— start Available records —

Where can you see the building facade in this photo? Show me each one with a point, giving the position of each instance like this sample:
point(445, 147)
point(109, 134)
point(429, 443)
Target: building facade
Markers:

— end Available records —

→ Problem to work on
Rewrite the entries above, putting "storefront" wherever "building facade" appears and keeping every other word the same.

→ Solved exercise
Where can you see the storefront in this photo? Show me each one with a point, giving the position of each instance like this sample:
point(445, 147)
point(109, 134)
point(429, 443)
Target: storefront
Markers:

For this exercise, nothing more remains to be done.